- [TASKS FOR THIS EXERCISE]
1 > Rewrite the paragraph beginning "My first thought was" from the essay below about an insurance flier, making it shorter but keeping its main facts.
2 > Reproduce word for word the passage of the insurance flier essay below, starting at "I know this because" and ending at "a yellow bloom.".
3 > Write the next part of the essay about the insurance flier below, picking up after its final sentence.

It’s time for me to make babies.
I know this not because I’ve found my soul mate, gotten married and settled into a financially stable career.
I know this because my insurance company tells me so.
Last week, I received a flier in the mail with the ominous message “Big changes ahead?” Below was a woman sitting in the middle of an endless field of flowers carefully caressing her neck with a yellow bloom.
My first thought was that my insurance company was planning to cut my benefits. Nothing sugarcoats the blow of jacking my insurance like a pretty, flowery flier. But my woman senses told me that something looked funny about that flower-loving field lady. She seemed a little too much like she belonged on one of those pamphlets you got in a middle school health class. Was this some kind of pregnancy flier?
No way, I thought as I tore it open. My insurance company knows me better than that.

- [STORED DATA]
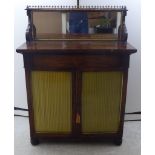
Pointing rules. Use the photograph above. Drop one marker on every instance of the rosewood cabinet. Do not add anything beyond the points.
(76, 89)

- [RESULTS OF THE EXERCISE]
1 > At first the writer assumed the insurance company was planning to cut benefits and using a pretty, flowery flier to soften the news. But the woman in the field looked like she came from a middle school health-class pamphlet, which raised the suspicion that it was a pregnancy flier.

2 >
I know this because my insurance company tells me so.
Last week, I received a flier in the mail with the ominous message “Big changes ahead?” Below was a woman sitting in the middle of an endless field of flowers carefully caressing her neck with a yellow bloom.

3 >
“Expecting?” read a pink box next to a beaming, bulbous pregnant woman clutching her belly. “Answers, support and rewards are just a phone call away.”
WHAT?
“Thinking of having a baby?” the next line read. “Let Future Moms help you prepare.”
Um, no. I am not thinking of having a baby actually. Was this some kind of sick joke? Why did my insurance company think I’m pregnant? I’m not pregnant. Wait, am I pregnant?
Of course I wasn’t pregnant. I had just been to the doctor days earlier for a completely unrelated issue, and they had run a whole battery of tests including a pregnancy test. But as a woman I’m trained to be paranoid, and it doesn’t help that doctors love to blame a possible pregnancy for every ailment on earth. Tell a doctor your foot hurts, and they’ll immediately ask if you could be pregnant.
So I’m not pregnant, but apparently my insurance company wants me to be. This got me thinking.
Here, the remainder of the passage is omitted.